** Opening DATA FOR REVIEW block **

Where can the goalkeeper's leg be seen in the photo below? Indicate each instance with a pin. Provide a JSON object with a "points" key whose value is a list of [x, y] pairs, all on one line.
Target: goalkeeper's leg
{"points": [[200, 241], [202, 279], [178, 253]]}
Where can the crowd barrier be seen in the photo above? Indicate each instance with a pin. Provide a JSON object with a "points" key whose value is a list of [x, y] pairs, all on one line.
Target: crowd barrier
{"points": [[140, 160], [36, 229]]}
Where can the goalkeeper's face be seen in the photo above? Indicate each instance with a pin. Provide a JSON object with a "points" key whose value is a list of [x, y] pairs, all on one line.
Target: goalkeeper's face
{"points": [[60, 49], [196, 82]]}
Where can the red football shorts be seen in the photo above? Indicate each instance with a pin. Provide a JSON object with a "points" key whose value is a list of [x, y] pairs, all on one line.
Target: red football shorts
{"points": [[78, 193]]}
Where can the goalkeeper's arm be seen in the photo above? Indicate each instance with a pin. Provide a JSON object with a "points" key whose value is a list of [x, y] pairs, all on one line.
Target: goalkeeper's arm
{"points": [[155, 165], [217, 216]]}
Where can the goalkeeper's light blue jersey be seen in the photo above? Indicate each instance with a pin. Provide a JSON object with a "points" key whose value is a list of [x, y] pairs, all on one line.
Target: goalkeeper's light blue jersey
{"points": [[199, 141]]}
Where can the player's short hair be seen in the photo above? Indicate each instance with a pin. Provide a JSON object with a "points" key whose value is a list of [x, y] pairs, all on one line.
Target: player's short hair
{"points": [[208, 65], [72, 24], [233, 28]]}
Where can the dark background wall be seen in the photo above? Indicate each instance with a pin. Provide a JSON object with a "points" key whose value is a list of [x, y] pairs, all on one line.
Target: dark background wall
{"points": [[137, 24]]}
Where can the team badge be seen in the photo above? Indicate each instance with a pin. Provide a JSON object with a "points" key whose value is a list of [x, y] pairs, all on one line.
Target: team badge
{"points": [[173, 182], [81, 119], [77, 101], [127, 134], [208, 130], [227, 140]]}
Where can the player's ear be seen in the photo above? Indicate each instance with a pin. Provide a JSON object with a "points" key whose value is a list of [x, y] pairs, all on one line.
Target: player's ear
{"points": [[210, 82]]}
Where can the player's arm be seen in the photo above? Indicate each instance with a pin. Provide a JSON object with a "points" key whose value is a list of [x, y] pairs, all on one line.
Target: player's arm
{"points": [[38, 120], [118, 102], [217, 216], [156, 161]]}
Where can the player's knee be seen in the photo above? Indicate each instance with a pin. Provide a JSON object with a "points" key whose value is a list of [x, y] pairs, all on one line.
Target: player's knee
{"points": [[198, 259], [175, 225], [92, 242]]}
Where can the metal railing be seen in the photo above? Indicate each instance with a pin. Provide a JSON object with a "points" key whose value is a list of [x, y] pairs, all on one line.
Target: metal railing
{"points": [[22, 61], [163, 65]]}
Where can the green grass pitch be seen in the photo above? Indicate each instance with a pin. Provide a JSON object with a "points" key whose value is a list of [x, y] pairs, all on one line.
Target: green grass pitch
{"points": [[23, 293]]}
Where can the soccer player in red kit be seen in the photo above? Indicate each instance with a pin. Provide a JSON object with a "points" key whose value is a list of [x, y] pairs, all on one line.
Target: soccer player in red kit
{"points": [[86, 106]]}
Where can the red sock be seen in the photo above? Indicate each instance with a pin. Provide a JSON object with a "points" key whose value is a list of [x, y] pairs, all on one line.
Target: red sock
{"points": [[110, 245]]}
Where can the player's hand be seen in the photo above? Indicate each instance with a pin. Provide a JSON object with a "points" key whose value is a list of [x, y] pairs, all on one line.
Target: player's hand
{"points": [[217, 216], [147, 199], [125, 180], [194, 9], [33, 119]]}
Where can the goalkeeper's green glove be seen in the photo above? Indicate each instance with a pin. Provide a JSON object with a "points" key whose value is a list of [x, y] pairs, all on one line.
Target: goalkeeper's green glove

** Closing DATA FOR REVIEW block **

- **WORK TASK**
All the lines that hold the word "glove" must appear in the answer, copied from the records.

- **TASK ANSWER**
Where can the goalkeeper's green glove be seen in the photo above? Indicate each instance with a pin. Provide a JSON object with a "points" key whose value is a list of [x, y] pairs, all on one line.
Target: goalkeeper's green glove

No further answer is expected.